EXERCISE GOAL: Retype every row below character for character, leaving out the pictures.

++++++++++++++++++++

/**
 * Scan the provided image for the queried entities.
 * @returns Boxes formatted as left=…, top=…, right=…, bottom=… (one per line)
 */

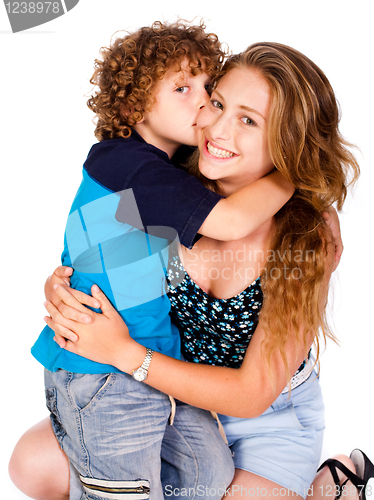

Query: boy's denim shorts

++++++++++++++++++++

SOLUTION TO THIS PROBLEM:
/**
 * Scan the provided image for the queried entities.
 * @returns Boxes formatted as left=…, top=…, right=…, bottom=… (one per line)
 */


Query: boy's denim shorts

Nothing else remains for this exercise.